Lavoce.info

Servizi pubblici locali: un riordino a lungo atteso

Entrato in vigore a fine 2022, il Testo unico sulla disciplina dei servizi pubblici locali riordina il settore e ribadisce impegni e obblighi già codificati, ma spesso inattuati. Introduce anche alcune novità, in particolare sui servizi pubblici a rete.

Il Testo unico

Alla fine dello scorso anno, con il decreto legislativo 23 dicembre 2022, n. 201 – “Riordino della disciplina dei servizi pubblici locali di rilevanza economica” – è entrato in vigore il tanto atteso intervento di riforma dei servizi pubblici locali. Un provvedimento che ha riaperto il dibattito sull’equilibrio tra concorrenza e regole. Già nel 2015, la cosiddetta “riforma Madia” aveva messo a fuoco l’esigenza di riportare razionalità nella materia, prevedendo una delega al governo per il riordino della disciplina. Il decreto però non completò l’iter legislativo e non è mai entrato in vigore.

L’Autorità garante della concorrenza e del mercato in più occasioni ha segnalato l’opportunità di migliorare la qualità e la produttività dei servizi pubblici locali attraverso iniezioni di concorrenza. E più di recente anche la Commissione europea si è espressa in questo senso, al punto che la razionalizzazione dei servizi pubblici locali è divenuta una delle riforme abilitanti del Piano nazionale di ripresa e resilienza.

▬▬▬▬▬▬

■ **Consegna A**: Secondo il brano sui servizi pubblici locali, con quale atto è entrato in vigore il riordino della disciplina?
■ **Consegna B**: Indica se ciascuna affermazione concorda con il brano sui servizi pubblici locali, rispondendo sì o no e citando le parole decisive del brano: (i) La riforma Madia del 2015 prevedeva una delega al governo per il riordino della disciplina. (ii) Il decreto collegato alla riforma Madia è entrato in vigore. (iii) La razionalizzazione dei servizi pubblici locali è diventata una delle riforme abilitanti del Piano nazionale di ripresa e resilienza.
■ **Consegna C**: Prosegui il brano sui servizi pubblici locali a partire dall'ultima frase riportata.

■ **Materiale fornito**:
▬▬▬▬▬▬

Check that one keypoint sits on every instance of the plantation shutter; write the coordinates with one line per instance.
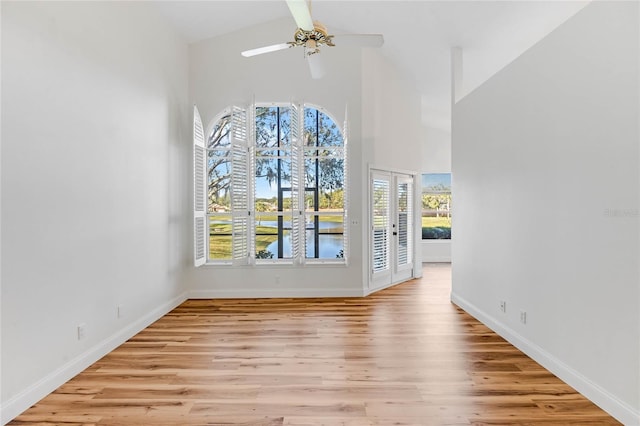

▬▬▬▬▬▬

■ **Risposta A**: Con il decreto legislativo 23 dicembre 2022, n. 201.

■ **Risposta B**:
(i) Sì: "prevedendo una delega al governo per il riordino della disciplina".
(ii) No: "non completò l’iter legislativo e non è mai entrato in vigore".
(iii) Sì: "la razionalizzazione dei servizi pubblici locali è divenuta una delle riforme abilitanti del Piano nazionale di ripresa e resilienza".

■ **Risposta C**:
A distanza di qualche mese, e sulla scorta dei numerosi dibattiti e momenti di confronto tra gli addetti ai lavori, è possibile trarre un bilancio. Il Testo unico ha il pregio di aver sistematizzato in un unico corpus normativo le numerose disposizioni in materia di servizi pubblici locali di rilevanza economica che si sono stratificate nel tempo, anche nelle rispettive discipline settoriali, sebbene in larga parte si tratti di provvedimenti e previsioni che già erano presenti nel nostro ordinamento giuridico: è stata dunque l’occasione per ribadire anche impegni e obblighi che, seppur già codificati, sono rimasti spesso inattuati e, in molti casi, persino dimenticati dalle stesse amministrazioni locali.

Il Testo unico introduce anche alcune novità, in particolare sui servizi pubblici a rete. Passiamo in rassegna le principali (per una trattazione dettagliata, si può leggerne qui).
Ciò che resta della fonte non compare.